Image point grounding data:
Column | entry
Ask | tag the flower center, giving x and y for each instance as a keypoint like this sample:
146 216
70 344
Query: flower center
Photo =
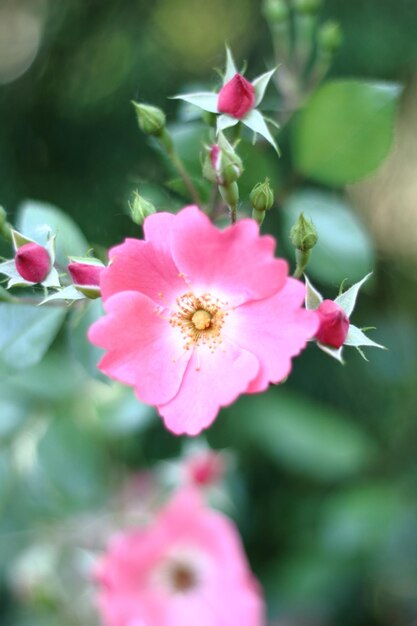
199 319
182 577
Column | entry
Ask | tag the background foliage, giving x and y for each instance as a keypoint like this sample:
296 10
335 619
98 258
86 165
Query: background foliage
324 487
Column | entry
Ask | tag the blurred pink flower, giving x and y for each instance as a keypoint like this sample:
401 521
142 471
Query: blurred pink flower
196 316
236 97
188 568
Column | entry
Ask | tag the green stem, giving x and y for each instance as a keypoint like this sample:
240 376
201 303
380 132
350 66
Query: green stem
167 143
302 258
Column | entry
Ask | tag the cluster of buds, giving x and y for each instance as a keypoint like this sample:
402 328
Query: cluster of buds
34 264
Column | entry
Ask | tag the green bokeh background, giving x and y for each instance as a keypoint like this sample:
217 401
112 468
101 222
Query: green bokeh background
326 472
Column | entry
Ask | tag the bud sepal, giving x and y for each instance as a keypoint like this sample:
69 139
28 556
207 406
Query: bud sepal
32 264
337 326
236 101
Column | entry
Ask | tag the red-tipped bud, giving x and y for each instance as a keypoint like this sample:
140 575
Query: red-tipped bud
85 274
33 262
237 97
334 324
205 469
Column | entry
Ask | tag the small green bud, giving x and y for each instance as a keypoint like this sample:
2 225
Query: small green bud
258 216
303 234
221 164
330 36
151 120
140 208
3 217
262 196
307 7
275 11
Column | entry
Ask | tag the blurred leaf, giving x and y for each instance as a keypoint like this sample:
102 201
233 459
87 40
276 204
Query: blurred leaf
77 328
344 249
306 437
26 332
73 461
361 518
122 414
32 217
345 130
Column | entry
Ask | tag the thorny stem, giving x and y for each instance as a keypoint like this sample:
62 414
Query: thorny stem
167 143
302 258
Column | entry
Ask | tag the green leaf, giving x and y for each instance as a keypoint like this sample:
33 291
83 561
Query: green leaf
361 518
32 218
304 436
256 122
345 130
204 100
79 323
344 248
73 461
26 332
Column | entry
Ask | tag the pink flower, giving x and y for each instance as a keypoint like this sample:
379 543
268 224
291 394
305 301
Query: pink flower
334 324
236 97
187 568
85 273
196 316
32 262
204 468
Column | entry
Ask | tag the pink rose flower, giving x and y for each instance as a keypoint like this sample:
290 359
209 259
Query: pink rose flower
237 97
32 262
205 468
334 324
187 568
196 316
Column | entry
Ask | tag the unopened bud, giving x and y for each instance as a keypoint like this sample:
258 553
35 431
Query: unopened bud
85 274
151 120
334 324
275 11
307 7
262 196
330 37
303 234
140 208
32 262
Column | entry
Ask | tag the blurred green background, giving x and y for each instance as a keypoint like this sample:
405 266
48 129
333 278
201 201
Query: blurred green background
325 481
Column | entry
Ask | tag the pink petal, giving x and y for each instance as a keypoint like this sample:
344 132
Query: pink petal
275 330
140 266
236 262
142 348
211 380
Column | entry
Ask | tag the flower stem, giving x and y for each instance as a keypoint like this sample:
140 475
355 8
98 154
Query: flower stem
302 258
168 145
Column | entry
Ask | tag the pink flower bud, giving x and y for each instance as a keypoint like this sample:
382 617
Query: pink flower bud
205 469
334 324
85 273
237 97
32 262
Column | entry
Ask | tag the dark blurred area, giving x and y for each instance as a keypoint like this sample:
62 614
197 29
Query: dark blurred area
325 491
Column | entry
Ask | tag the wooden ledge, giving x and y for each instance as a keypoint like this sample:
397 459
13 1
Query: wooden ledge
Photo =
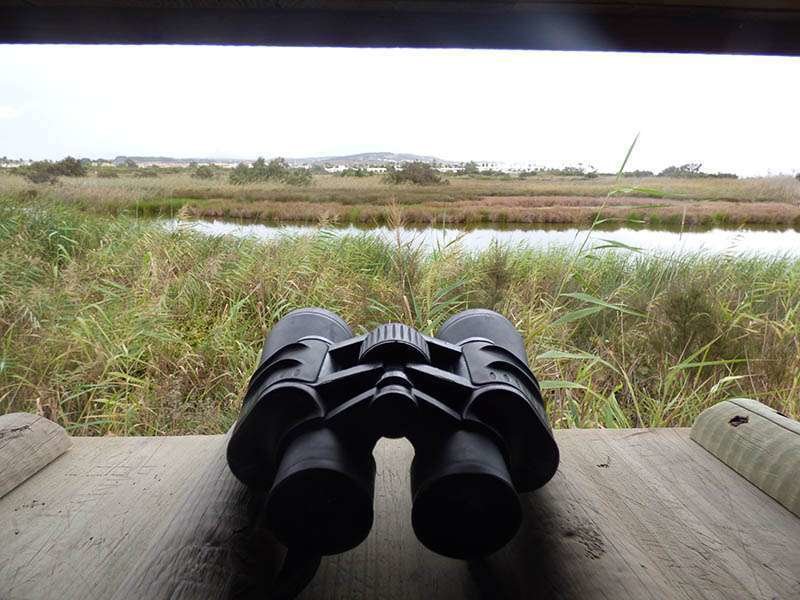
28 443
630 514
757 442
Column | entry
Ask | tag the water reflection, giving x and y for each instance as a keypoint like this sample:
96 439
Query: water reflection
739 242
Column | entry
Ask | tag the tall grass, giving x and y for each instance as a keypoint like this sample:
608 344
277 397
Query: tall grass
124 327
766 201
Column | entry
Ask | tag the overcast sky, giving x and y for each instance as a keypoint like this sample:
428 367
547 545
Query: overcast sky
739 114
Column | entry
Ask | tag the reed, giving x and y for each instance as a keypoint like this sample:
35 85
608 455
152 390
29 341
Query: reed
655 200
123 327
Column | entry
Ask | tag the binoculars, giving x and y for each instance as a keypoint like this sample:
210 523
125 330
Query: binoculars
321 398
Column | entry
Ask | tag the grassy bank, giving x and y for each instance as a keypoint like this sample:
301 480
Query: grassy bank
122 327
463 200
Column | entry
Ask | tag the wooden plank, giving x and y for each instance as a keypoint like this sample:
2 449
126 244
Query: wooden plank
631 514
28 443
757 442
743 27
135 518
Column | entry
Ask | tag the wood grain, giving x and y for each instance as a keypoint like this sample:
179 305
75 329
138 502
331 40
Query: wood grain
28 443
631 514
757 442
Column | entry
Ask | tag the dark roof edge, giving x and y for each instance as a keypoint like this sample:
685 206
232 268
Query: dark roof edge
624 29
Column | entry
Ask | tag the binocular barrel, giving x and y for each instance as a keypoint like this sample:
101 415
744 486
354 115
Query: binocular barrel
466 399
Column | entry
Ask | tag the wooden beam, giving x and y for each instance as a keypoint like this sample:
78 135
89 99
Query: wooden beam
630 514
621 26
28 443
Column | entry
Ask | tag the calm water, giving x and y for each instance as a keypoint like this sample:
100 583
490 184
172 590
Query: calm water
714 241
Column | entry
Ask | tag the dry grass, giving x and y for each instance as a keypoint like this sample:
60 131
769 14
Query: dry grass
125 327
764 201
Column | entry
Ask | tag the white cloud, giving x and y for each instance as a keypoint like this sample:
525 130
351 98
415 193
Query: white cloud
8 112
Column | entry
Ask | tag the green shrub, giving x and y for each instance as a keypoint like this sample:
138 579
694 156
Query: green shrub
692 170
203 172
45 171
353 172
277 169
416 172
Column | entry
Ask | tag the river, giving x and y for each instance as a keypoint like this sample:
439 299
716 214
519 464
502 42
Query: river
733 242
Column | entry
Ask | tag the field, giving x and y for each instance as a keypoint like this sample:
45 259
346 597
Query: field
657 201
118 326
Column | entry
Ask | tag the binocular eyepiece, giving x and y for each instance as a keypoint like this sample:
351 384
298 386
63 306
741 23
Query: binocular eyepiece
466 399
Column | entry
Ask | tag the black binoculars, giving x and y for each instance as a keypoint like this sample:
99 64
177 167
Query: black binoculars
466 399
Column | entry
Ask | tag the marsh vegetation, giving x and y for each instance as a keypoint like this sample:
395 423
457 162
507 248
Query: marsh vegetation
124 327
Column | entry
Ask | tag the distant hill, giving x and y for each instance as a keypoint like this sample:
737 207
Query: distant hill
363 159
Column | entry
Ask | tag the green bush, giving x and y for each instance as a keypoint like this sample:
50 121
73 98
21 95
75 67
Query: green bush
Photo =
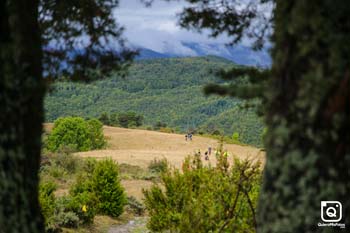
83 205
235 137
135 206
205 198
77 133
66 219
47 199
107 187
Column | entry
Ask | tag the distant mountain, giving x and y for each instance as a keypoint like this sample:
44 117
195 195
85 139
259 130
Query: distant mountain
239 54
150 54
167 90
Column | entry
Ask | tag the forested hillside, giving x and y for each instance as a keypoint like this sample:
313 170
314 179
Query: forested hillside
162 90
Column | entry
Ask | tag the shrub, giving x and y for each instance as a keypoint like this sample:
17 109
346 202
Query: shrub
67 161
83 205
96 134
135 206
107 187
77 133
66 219
47 199
235 137
158 165
204 198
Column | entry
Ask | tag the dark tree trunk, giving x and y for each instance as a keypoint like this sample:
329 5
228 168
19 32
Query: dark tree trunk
308 143
21 116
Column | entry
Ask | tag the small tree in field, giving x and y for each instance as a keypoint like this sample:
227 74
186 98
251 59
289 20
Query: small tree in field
76 132
108 190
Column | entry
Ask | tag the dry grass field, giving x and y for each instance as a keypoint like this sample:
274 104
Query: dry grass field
139 147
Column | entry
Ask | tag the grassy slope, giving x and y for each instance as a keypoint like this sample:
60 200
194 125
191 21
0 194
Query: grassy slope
166 90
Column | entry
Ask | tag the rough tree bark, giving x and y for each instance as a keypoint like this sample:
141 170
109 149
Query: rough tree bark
21 116
308 117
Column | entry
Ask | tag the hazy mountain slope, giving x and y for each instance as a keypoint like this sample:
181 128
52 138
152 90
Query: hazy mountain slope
165 90
239 54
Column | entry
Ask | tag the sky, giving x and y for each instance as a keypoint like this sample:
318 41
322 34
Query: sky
156 27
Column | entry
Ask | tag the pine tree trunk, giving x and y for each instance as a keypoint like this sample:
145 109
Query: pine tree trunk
308 142
21 116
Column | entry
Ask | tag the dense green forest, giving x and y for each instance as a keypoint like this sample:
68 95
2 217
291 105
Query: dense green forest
168 90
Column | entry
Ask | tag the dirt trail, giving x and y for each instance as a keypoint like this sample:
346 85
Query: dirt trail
139 147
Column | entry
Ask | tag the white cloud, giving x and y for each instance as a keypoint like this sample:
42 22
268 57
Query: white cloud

Exercise -> Only a number is wanted here: the count of lines in the data that contain the string "center".

Exercise result -> 2